■ **WHAT THE TASK ASKS**: Reproduce the material below line for line, with every character unchanged.

■ ■ ■

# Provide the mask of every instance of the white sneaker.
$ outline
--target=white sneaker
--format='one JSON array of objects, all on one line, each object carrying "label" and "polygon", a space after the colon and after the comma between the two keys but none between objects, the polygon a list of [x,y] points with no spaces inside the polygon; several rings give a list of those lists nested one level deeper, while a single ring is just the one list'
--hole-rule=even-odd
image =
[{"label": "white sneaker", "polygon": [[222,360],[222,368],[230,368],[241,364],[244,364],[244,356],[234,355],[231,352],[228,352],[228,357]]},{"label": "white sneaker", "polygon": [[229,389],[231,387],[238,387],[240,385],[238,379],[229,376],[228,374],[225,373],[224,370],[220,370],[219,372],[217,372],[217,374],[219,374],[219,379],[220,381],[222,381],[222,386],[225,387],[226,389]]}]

■ ■ ■

■ **PROBLEM SOLUTION**:
# Provide the mask of every instance of the white sneaker.
$ outline
--target=white sneaker
--format='one JSON array of objects, all on one line, each object carrying "label" and "polygon", a space after the colon and after the comma between the two keys but none between objects, the polygon a list of [x,y] points with no spaces inside the polygon; several rings give a list of those lists nested one level deeper, while a single ring is just the one list'
--hole-rule=even-odd
image =
[{"label": "white sneaker", "polygon": [[222,360],[222,368],[230,368],[241,364],[244,364],[244,356],[234,355],[231,352],[228,352],[228,357]]},{"label": "white sneaker", "polygon": [[229,389],[231,387],[238,387],[240,385],[238,379],[229,376],[228,374],[225,373],[224,370],[220,370],[219,372],[217,372],[217,374],[219,374],[219,379],[220,381],[222,381],[222,386],[225,387],[226,389]]}]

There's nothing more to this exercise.